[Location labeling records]

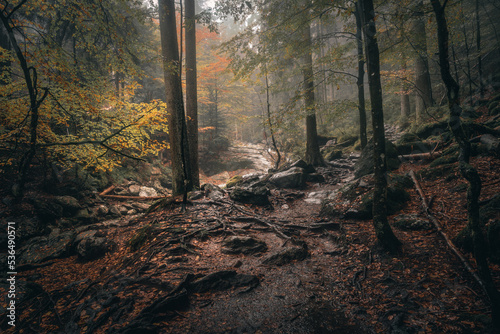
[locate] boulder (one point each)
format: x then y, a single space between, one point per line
308 168
40 249
223 280
148 192
364 165
243 245
291 178
69 204
286 256
253 195
134 189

What is being asked> Can you convert the records above into a JSON list of strings, one string per line, skipping blank lines and leaving out the pictures?

Expected output>
[
  "[locate] boulder (one point each)",
  "format: x then y, a single space between, one point per line",
  "308 168",
  "40 249",
  "223 280",
  "148 192",
  "364 165",
  "243 245",
  "291 178",
  "69 204",
  "286 256",
  "253 195",
  "134 189"
]